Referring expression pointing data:
────────

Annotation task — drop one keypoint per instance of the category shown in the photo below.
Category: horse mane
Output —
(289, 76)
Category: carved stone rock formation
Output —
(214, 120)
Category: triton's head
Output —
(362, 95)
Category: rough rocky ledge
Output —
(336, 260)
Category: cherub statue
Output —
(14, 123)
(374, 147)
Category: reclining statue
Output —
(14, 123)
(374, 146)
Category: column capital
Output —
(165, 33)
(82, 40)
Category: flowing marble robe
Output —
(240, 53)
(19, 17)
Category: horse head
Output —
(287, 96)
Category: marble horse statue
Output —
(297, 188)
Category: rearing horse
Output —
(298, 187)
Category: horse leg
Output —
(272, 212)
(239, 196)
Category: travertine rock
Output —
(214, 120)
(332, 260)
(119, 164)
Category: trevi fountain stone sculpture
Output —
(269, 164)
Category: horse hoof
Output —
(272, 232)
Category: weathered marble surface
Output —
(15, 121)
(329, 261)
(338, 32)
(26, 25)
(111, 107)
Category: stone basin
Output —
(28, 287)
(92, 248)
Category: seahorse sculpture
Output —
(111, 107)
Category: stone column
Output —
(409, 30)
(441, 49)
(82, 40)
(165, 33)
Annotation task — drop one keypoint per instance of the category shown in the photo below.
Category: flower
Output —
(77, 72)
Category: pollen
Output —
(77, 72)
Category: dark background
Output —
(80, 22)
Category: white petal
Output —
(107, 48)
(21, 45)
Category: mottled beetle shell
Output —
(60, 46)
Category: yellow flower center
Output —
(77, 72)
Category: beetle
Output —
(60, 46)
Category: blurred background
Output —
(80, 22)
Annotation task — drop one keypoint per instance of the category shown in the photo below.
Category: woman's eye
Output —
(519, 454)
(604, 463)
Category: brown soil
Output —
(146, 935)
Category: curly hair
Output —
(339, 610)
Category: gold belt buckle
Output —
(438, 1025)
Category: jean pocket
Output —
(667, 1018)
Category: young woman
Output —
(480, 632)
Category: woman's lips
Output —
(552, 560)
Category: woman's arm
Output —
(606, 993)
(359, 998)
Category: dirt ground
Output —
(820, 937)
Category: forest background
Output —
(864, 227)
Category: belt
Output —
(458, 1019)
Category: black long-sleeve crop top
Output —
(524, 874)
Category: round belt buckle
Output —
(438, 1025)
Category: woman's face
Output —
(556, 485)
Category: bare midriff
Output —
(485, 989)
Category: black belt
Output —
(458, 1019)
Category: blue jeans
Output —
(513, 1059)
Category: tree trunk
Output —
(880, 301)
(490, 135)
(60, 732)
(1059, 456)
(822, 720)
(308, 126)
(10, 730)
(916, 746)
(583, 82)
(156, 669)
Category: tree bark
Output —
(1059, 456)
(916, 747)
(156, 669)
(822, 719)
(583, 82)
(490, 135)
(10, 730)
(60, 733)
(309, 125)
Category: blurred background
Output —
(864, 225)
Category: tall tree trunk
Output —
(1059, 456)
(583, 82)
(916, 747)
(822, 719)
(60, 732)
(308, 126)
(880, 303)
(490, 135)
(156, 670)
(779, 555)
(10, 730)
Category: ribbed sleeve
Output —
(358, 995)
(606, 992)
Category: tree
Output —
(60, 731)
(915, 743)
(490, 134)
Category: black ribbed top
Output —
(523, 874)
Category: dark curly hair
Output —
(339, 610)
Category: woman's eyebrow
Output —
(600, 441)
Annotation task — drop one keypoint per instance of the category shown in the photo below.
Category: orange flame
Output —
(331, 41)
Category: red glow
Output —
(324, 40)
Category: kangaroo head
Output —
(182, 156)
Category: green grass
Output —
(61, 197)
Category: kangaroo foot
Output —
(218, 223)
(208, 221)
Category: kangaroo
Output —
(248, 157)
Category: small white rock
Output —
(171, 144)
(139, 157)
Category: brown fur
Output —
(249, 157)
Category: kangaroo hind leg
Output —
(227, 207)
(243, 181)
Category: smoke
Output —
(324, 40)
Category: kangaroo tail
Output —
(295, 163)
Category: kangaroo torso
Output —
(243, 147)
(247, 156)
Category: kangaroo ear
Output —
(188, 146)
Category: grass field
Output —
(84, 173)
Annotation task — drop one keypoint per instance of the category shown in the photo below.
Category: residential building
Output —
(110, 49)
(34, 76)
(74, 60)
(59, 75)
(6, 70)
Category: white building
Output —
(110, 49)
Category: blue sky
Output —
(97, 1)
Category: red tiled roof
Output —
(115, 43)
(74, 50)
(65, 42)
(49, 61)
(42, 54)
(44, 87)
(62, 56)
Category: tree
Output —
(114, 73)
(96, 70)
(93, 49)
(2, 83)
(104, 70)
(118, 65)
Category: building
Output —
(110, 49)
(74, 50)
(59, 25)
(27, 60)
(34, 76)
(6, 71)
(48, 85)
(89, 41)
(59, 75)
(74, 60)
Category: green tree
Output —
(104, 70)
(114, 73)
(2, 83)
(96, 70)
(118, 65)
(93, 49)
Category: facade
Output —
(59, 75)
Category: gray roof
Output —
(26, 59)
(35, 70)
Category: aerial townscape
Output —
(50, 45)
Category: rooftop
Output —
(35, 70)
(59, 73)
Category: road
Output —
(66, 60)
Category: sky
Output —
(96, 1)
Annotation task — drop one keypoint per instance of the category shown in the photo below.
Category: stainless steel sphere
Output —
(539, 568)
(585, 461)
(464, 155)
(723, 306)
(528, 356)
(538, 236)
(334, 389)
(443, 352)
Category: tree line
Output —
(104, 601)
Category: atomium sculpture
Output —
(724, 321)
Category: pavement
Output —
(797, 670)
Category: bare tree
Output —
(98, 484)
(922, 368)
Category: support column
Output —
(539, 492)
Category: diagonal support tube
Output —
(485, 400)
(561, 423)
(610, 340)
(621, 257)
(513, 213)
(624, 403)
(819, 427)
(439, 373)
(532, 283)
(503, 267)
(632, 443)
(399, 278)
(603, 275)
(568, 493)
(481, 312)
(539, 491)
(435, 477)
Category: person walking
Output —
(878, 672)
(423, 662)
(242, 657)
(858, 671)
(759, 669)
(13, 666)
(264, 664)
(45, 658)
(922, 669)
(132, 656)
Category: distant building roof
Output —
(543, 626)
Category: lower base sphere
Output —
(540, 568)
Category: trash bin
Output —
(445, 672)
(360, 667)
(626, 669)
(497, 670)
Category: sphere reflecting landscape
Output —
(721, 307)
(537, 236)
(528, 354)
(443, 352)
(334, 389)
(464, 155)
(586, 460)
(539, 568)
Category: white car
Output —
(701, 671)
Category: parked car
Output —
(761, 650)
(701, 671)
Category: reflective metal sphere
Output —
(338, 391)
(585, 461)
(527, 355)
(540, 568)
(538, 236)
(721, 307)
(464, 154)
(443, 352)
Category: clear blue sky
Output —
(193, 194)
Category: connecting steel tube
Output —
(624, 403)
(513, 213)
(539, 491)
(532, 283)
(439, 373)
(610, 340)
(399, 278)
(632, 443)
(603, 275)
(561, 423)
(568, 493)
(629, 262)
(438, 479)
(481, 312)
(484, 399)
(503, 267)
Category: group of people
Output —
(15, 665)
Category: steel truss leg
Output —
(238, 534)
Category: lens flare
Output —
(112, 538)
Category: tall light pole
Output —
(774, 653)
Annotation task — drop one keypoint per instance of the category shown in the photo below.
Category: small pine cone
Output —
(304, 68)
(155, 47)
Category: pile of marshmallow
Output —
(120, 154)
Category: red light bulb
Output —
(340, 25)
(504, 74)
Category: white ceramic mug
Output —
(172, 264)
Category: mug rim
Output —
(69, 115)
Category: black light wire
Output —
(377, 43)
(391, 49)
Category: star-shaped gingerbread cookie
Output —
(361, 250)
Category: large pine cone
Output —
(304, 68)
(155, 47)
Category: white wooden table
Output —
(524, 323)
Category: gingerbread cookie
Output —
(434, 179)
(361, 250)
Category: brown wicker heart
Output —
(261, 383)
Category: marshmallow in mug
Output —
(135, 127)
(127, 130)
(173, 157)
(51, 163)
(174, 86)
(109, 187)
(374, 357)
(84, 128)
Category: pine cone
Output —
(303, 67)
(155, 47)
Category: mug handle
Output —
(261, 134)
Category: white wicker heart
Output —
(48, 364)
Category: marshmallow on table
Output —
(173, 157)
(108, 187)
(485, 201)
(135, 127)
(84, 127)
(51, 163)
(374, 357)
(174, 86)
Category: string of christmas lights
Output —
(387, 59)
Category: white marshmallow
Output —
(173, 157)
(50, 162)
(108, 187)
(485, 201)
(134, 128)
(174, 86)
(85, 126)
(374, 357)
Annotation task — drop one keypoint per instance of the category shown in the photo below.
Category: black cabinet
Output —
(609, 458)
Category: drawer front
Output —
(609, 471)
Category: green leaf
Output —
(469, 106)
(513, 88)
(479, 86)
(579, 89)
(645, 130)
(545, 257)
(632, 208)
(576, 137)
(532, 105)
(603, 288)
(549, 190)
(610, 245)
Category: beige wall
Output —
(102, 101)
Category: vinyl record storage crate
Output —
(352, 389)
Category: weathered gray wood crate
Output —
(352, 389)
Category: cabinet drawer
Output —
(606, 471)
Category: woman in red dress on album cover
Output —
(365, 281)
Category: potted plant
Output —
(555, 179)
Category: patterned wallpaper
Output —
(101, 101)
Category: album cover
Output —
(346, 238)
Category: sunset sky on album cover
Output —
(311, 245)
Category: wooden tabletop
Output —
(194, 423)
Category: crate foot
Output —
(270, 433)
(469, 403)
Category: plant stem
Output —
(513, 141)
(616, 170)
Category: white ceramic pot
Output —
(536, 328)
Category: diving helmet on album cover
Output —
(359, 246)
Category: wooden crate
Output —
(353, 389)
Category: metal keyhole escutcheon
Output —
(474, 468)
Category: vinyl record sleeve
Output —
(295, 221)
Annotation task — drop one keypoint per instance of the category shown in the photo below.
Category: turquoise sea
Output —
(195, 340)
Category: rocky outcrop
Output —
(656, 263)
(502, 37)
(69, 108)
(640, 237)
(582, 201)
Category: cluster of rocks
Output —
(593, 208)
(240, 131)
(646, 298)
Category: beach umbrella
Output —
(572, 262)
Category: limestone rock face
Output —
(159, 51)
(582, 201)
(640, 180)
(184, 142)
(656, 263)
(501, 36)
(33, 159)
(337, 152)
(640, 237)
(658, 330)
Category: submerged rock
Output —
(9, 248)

────────

■ **Instructions to follow**:
Find the lines that mention "flower" in the entries and show them.

■ **Your solution**:
Category: flower
Category: yellow flower center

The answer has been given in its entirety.